Count the lines in the listing below that contain the string "road", treating uppercase and lowercase as different. Give only the number.
-- BEGIN --
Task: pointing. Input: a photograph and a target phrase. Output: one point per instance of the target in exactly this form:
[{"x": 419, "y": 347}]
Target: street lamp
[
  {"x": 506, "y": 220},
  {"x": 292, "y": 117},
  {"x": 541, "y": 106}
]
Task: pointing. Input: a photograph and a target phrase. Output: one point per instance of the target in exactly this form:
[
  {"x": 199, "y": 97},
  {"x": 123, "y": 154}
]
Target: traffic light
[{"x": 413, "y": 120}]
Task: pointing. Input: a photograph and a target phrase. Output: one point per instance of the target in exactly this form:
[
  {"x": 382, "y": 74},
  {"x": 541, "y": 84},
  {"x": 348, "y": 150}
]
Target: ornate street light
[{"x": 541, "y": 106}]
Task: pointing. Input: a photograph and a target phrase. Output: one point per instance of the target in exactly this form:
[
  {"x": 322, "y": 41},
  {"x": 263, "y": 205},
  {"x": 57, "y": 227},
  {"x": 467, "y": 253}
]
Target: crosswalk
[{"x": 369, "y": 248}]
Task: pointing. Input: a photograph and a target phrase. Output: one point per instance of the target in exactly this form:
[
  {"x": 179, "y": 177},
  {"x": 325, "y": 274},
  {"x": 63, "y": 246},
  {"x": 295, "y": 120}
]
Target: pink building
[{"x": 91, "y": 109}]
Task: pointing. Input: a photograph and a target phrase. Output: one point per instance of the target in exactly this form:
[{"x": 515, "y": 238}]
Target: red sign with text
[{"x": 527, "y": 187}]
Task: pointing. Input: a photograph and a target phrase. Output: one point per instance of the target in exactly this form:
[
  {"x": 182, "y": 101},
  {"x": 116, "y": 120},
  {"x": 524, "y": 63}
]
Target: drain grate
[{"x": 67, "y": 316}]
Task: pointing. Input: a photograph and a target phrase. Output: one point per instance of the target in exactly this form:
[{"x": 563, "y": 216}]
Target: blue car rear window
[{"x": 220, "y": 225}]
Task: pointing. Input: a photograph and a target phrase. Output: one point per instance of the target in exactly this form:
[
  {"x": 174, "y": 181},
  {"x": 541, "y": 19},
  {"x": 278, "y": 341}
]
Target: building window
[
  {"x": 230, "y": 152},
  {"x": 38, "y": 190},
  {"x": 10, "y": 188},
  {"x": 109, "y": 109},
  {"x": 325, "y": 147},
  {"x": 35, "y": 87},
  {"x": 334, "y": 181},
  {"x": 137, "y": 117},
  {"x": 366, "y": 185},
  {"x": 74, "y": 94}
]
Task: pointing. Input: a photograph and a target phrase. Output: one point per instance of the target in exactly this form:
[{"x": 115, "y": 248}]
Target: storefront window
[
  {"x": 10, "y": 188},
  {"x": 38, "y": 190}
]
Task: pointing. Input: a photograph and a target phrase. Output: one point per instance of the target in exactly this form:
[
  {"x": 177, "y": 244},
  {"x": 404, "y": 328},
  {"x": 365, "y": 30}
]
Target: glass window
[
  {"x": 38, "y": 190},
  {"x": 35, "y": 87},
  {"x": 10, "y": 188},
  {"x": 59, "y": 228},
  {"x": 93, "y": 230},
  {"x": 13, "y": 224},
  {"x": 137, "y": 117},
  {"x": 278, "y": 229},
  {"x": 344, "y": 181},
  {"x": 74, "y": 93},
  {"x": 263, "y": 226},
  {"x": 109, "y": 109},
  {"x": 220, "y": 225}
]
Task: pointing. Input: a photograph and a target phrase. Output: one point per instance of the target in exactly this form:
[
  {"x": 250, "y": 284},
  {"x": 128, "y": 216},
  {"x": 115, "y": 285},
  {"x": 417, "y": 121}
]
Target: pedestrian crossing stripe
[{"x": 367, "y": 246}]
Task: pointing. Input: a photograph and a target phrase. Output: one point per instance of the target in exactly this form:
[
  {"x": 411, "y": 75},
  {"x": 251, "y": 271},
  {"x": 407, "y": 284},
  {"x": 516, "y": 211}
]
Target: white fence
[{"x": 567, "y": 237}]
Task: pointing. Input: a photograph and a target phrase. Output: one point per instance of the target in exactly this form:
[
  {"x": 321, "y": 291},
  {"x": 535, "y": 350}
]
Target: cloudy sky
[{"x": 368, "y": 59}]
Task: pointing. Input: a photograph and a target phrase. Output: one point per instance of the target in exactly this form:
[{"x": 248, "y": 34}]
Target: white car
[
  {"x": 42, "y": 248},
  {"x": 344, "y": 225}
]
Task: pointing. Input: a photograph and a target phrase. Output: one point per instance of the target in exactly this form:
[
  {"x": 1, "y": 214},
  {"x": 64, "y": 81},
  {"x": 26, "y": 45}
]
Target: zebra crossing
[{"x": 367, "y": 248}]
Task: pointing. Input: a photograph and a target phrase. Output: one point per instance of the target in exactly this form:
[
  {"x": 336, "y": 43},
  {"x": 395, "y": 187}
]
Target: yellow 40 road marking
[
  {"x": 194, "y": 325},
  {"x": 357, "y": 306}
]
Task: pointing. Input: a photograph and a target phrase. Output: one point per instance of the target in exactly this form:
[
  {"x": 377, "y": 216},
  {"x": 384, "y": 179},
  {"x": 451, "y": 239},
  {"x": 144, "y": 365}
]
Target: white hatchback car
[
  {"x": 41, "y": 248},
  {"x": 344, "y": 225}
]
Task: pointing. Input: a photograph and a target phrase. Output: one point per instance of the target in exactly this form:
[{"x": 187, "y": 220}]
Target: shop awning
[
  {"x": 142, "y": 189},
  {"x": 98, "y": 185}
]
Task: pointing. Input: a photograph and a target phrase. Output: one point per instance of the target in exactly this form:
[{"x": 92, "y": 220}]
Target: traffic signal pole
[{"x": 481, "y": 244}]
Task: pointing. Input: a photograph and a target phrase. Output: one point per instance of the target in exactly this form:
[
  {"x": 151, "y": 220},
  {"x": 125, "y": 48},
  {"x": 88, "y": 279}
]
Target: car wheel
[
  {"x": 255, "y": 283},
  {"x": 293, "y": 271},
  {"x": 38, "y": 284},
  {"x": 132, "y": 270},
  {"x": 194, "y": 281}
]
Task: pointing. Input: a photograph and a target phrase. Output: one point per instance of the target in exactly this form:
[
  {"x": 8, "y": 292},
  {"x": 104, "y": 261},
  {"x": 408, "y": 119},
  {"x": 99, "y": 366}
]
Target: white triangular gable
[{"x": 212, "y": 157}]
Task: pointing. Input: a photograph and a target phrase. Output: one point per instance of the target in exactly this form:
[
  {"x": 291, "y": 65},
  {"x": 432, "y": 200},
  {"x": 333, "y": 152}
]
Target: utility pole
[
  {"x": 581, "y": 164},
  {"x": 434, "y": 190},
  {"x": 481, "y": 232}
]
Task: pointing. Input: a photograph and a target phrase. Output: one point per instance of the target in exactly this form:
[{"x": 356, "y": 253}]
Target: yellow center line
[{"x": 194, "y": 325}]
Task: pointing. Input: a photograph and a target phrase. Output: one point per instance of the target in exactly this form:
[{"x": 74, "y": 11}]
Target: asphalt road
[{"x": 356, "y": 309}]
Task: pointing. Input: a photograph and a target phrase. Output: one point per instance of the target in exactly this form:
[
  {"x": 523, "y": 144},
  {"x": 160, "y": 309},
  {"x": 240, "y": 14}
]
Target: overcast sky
-- END --
_SOLUTION TO THIS PROBLEM_
2